EXTRACT
Entanglement and the Geometry of Spacetime

Can the weird quantum mechanical property of entanglement give rise to wormholes connecting far away regions in space?

In 1935, Albert Einstein and collaborators wrote two papers at the Institute for Advanced Study. One was on quantum mechanics [1] and the other was on black holes [2]. The paper on quantum mechanics is very famous and influential. It pointed out a feature of quantum mechanics that deeply troubled Einstein. The paper on black holes pointed out an interesting aspect of a black hole solution with no matter, where the solution looks like a wormhole connecting regions of spacetime that are far away. Though these papers seemed to be on two completely disconnected subjects, recent research has suggested that they are closely connected.

Einstein’s theory of general relativity tells us that spacetime is dynamical. Spacetime is similar to a rubber sheet that can be deformed by the presence of matter. A very drastic deformation of spacetime is the formation of a black hole. When there is a large amount of matter concentrated in a small enough region of space, this can collapse in an irreversible fashion. For example, if we filled a sphere the size of the solar system with air, it would collapse into a black hole. When a black hole forms, we can define an imaginary surface called “the horizon”; it separates the region of spacetime that can send signals to the exterior from the region that cannot. If an astronaut crosses the horizon, she can never come back out. She does not feel anything special as she crosses the horizon. However, once she crosses, she will be inevitably crushed by the force of gravity into a region called “the singularity” (Figure 1a).

Fig. 1: In (a) we see a spacetime diagram representing a collapsing black hole. We only represent the time and radial directions. At each point in the diagrams, there is also a sphere. Forty-five degree lines represent the direction of propagation of light signals. The shaded region contains the collapsing matter. The thick line is the “singularity.” Black holes that are actually formed in our universe are represented by such spacetimes. In (b) we see the diagram for the full eternal black hole. It has two asymptotically flat regions, one to the left and one to the right. Each of these regions looks like the outside of a black hole. The Einstein-Rosen bridge is the spatial section of the geometry that connects the two sides at a special moment in time. In (c) we represent the spatial geometry of the Einstein-Rosen bridge. In (d) we have Bob and Alice jump into their respective black holes and meet in the interior.

SOURCE DATA

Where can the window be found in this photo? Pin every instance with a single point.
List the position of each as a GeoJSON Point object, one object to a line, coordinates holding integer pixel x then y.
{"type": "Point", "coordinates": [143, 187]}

JOB
Copy the part of the entanglement and spacetime article that starts at "Entanglement and the" and ends at "are closely connected.", word for word.

EXPECTED ANSWER
Entanglement and the Geometry of Spacetime

Can the weird quantum mechanical property of entanglement give rise to wormholes connecting far away regions in space?

In 1935, Albert Einstein and collaborators wrote two papers at the Institute for Advanced Study. One was on quantum mechanics [1] and the other was on black holes [2]. The paper on quantum mechanics is very famous and influential. It pointed out a feature of quantum mechanics that deeply troubled Einstein. The paper on black holes pointed out an interesting aspect of a black hole solution with no matter, where the solution looks like a wormhole connecting regions of spacetime that are far away. Though these papers seemed to be on two completely disconnected subjects, recent research has suggested that they are closely connected.